── Records to process

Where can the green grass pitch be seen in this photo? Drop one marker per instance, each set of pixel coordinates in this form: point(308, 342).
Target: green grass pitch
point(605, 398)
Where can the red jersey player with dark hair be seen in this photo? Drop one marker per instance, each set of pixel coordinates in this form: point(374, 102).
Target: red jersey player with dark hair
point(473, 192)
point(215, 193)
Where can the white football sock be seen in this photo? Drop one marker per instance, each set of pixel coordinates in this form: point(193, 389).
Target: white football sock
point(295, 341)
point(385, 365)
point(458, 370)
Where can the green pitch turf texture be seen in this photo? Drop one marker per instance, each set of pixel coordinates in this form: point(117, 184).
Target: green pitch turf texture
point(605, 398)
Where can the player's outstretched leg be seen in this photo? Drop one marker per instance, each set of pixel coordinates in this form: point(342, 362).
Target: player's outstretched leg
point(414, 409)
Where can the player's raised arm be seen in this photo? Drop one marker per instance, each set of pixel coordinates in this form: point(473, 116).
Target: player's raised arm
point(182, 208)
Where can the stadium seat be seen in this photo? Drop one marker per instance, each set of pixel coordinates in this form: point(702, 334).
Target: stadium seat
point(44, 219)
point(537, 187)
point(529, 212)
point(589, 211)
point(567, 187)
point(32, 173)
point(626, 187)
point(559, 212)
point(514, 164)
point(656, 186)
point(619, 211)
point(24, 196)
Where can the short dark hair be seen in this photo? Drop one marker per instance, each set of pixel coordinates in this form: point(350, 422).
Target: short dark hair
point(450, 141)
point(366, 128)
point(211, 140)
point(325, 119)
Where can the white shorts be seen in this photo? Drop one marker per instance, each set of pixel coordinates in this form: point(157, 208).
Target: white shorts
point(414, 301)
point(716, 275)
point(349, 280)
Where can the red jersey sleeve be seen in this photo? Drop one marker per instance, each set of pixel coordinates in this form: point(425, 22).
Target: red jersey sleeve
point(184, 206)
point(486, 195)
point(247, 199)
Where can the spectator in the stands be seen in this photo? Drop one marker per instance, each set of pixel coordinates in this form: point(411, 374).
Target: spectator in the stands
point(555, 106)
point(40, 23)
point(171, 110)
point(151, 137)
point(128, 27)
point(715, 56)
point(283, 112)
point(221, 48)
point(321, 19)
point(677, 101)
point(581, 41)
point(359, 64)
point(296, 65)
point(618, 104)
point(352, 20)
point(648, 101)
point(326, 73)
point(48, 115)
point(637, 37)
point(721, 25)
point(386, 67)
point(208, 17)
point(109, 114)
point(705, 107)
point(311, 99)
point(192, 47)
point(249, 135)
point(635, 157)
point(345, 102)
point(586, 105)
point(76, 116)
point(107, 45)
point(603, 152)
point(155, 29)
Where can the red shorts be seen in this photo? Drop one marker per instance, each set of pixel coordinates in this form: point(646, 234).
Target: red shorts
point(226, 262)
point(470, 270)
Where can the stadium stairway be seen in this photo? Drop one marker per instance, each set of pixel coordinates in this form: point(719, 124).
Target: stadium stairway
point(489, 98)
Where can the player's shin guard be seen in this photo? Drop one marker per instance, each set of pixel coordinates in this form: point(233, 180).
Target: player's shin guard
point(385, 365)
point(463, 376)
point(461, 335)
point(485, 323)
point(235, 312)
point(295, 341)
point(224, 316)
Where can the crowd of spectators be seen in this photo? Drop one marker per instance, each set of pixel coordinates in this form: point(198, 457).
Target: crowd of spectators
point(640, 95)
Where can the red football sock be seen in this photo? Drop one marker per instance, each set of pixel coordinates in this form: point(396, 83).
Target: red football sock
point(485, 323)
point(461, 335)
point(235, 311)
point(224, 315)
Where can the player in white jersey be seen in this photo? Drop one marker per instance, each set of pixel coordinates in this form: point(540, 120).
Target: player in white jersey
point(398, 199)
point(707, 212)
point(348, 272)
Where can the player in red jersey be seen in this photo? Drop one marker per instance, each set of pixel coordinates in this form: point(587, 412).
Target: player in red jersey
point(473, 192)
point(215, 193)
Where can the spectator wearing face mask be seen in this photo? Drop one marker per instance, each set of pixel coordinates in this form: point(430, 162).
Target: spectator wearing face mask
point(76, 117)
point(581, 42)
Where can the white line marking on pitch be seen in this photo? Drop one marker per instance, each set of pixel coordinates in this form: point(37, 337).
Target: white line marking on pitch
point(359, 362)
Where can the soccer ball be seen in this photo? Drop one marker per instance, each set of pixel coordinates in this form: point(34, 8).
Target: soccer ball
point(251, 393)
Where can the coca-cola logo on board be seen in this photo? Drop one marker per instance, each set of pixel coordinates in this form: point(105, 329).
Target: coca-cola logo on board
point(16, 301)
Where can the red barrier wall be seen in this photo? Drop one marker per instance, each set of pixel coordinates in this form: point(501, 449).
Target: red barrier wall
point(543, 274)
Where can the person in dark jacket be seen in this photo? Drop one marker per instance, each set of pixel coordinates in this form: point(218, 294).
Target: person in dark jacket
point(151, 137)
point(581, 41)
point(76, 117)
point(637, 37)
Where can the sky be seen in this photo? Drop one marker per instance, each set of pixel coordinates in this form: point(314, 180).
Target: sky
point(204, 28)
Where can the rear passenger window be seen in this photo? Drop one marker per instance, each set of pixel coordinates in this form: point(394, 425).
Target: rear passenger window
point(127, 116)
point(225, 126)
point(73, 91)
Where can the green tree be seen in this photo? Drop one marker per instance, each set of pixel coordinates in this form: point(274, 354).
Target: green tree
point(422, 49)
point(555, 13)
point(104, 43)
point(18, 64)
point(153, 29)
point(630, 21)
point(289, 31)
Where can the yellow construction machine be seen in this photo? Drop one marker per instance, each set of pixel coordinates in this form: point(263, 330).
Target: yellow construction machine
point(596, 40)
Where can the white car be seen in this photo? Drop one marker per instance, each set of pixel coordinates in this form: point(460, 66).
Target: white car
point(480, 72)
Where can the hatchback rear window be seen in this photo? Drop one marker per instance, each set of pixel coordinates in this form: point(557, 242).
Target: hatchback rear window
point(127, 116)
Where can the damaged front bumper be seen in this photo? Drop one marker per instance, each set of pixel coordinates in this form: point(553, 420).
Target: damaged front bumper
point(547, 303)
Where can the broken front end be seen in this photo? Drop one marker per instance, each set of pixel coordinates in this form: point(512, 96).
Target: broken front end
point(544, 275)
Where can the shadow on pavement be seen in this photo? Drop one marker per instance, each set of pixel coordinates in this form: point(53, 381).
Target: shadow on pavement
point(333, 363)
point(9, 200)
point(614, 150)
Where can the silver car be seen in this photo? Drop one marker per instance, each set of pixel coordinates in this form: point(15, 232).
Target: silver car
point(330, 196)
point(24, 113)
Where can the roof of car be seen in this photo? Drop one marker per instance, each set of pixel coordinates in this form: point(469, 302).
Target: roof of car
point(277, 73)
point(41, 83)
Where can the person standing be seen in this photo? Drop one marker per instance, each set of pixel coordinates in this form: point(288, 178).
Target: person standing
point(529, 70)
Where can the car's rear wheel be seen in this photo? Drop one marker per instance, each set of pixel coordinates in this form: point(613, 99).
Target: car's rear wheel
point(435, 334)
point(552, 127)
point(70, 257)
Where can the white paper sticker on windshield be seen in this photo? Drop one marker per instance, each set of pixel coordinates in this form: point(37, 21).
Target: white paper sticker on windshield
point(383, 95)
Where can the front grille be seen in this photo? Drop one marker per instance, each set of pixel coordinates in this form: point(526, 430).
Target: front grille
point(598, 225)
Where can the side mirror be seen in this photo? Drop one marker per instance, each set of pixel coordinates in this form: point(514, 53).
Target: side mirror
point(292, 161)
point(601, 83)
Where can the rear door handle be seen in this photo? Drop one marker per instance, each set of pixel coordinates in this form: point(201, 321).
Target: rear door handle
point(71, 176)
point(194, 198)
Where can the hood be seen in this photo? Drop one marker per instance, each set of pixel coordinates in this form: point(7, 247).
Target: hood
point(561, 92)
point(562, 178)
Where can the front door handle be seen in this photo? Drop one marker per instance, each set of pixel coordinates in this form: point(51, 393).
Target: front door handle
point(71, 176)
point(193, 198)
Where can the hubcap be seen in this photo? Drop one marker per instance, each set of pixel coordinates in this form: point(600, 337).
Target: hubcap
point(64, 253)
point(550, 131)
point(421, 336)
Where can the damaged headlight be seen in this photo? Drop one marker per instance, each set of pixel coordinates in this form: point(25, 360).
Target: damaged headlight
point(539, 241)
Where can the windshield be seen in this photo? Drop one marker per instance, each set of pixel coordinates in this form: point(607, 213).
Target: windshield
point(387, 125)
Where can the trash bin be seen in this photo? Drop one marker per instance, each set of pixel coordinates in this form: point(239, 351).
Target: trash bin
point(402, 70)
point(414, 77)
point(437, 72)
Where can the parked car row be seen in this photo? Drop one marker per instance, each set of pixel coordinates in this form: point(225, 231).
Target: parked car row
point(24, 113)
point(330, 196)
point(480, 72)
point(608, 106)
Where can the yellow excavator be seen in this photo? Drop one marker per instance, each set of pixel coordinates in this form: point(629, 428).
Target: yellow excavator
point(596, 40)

────

→ **The exercise**: Rewrite the stretch of rows from the line containing "Where can the sky" through the line containing "point(73, 91)", swapping "rear passenger window" for "back side window" and leaving everything else as it is.

→ **Exercise output**:
Where can the sky be seen in this photo? Drop one marker per instance, each set of pixel coordinates in this form: point(314, 180).
Target: sky
point(204, 28)
Where can the back side window be seen in this photo? Drop one marker per instance, each set of pixel coordinates in this form: point(394, 425).
Target: back side window
point(127, 116)
point(225, 126)
point(73, 91)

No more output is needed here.